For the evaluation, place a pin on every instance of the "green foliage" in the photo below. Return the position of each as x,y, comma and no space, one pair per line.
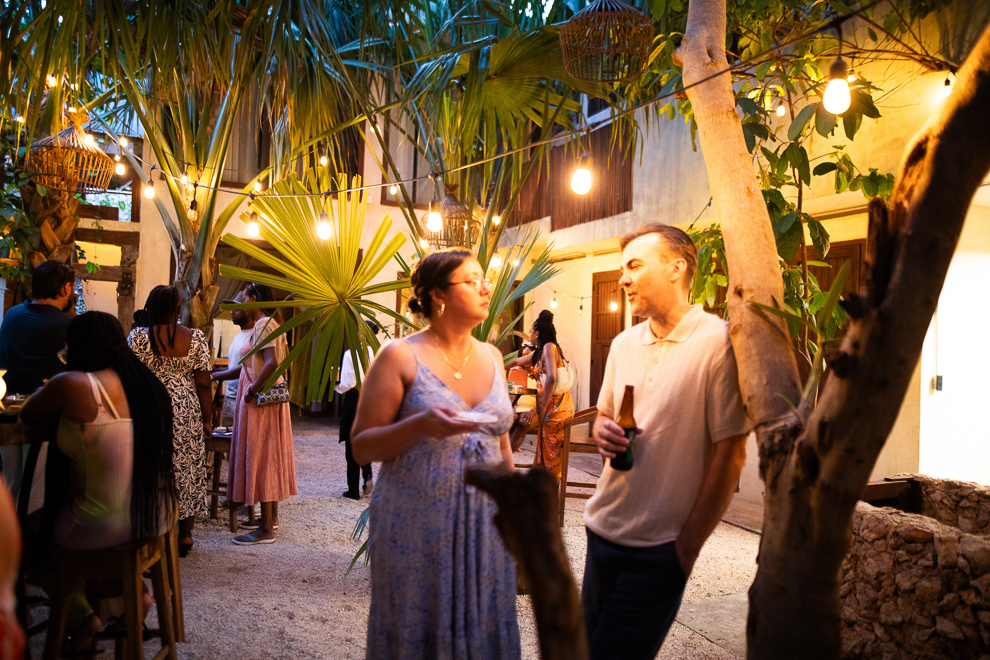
328,281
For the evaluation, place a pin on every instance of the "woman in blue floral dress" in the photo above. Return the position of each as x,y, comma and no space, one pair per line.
442,583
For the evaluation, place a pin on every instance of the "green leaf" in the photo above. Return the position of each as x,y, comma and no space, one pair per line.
819,235
796,128
825,121
789,240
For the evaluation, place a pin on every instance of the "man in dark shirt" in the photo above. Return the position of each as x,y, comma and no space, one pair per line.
32,334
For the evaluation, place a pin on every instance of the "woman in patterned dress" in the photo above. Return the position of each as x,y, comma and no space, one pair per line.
553,411
180,357
262,464
442,583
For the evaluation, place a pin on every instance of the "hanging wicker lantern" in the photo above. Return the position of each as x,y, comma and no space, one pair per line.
607,41
70,161
459,228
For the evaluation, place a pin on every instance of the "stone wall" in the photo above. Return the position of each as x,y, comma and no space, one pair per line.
914,588
961,504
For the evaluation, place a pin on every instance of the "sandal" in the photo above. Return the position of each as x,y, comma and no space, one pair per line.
251,539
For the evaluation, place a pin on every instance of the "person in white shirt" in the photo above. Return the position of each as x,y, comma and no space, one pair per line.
348,386
234,354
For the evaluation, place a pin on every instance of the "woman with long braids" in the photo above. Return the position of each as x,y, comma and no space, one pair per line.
180,357
442,583
553,410
114,440
262,465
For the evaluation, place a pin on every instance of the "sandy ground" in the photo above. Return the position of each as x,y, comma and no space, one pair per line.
295,598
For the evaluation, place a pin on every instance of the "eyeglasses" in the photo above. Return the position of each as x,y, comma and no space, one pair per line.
477,284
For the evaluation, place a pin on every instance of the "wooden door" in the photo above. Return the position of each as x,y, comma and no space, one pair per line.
605,324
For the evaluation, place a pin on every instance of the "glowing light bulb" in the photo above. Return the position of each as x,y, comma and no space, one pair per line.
253,229
434,222
323,228
581,181
837,97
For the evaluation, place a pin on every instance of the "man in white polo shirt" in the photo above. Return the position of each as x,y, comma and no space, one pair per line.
647,525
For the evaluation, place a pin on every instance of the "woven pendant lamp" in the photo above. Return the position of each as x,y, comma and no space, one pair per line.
70,160
460,228
607,41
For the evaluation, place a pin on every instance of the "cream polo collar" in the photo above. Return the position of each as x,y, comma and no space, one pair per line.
681,332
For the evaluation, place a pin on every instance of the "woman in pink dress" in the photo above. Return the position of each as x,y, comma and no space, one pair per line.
262,467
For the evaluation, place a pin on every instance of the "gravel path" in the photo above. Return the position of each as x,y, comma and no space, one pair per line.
295,599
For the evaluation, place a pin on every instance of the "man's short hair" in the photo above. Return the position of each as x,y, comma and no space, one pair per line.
49,278
674,240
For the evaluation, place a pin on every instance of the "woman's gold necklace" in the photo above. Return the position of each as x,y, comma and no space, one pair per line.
457,370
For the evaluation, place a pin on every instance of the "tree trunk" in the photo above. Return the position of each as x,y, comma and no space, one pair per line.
815,471
527,521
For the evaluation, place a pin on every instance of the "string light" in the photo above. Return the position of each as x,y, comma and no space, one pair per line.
253,229
323,228
581,179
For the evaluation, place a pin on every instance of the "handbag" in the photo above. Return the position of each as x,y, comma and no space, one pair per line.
565,379
279,393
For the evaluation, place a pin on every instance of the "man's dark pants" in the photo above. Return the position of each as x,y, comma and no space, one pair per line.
630,598
348,411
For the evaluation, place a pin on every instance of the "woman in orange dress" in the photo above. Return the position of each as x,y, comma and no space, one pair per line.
552,411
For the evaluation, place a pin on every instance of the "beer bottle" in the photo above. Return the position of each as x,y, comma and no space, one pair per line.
625,420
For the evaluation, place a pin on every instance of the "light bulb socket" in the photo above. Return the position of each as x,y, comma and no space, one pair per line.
839,69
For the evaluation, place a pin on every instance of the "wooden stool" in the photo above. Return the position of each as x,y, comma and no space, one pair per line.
127,562
218,446
586,416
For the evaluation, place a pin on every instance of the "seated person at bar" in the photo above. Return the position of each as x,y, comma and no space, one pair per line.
114,451
32,334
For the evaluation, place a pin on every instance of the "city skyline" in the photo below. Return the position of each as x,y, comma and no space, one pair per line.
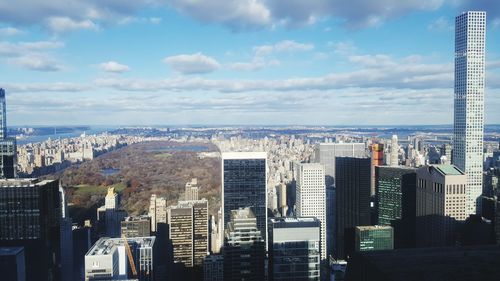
314,64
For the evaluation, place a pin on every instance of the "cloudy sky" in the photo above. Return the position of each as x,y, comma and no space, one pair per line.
170,62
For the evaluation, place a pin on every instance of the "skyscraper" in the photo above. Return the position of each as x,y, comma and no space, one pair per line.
352,199
468,126
30,217
294,249
394,160
441,202
244,176
8,153
311,196
244,249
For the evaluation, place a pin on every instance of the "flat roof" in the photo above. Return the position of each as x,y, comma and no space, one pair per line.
244,155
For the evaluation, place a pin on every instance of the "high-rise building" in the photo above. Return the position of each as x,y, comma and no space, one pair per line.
136,227
12,264
395,202
213,268
191,191
244,247
468,125
244,177
188,222
311,196
377,150
325,153
8,152
394,160
157,211
374,238
352,199
108,259
441,202
30,218
294,249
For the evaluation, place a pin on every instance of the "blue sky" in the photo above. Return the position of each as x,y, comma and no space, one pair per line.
315,62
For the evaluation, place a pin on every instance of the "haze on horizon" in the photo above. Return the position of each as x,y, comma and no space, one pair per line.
242,62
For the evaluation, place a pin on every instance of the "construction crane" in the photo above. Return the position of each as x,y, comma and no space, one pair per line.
130,257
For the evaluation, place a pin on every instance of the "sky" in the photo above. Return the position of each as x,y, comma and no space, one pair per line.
236,62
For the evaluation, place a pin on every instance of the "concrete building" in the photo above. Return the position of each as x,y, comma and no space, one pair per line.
352,199
311,197
294,249
30,217
108,259
441,202
157,211
244,248
244,177
213,268
374,238
468,125
12,264
188,222
136,227
191,191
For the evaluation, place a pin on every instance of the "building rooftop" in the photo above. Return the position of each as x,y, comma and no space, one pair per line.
23,182
106,245
448,170
10,251
426,264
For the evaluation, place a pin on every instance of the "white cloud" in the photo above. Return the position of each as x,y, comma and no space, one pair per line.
10,31
114,67
65,24
192,64
283,46
35,55
441,24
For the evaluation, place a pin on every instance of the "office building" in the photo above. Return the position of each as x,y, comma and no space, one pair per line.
325,153
441,202
30,217
443,264
12,264
311,196
108,259
8,151
244,177
395,202
244,248
136,227
188,222
109,216
374,238
157,211
213,268
468,126
352,199
377,150
394,155
294,249
191,191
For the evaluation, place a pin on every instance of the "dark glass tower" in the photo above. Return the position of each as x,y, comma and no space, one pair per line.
30,212
244,185
352,200
395,199
7,145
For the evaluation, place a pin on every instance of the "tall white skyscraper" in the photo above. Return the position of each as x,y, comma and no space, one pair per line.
311,196
394,161
468,127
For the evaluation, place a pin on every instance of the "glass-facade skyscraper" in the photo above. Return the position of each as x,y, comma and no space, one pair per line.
468,127
244,178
◇ ◇ ◇ ◇
Short problem: Which lines in the entries above contain the word "dress"? Pull out each of those lines in full.

Worked answer:
For the evaluation, place a pin on every instance of the "woman in blue floral dress" in the photo above. Return the position of each as x,y, comma and no space, one pair per line.
For the evaluation, place a pin on every instance of the "woman in patterned dress" in the photo above. Return the position of each as x,y, comma and no space, one pair per line.
For the evaluation, place a pin on every instance of the "woman in pink dress" in the photo above. Return the position of each as x,y, comma and no space, one pair per line.
For the evaluation, place a pin on every instance of the "woman in orange dress" in the photo above. Return the position of each as x,y, comma and no space, one pair per line.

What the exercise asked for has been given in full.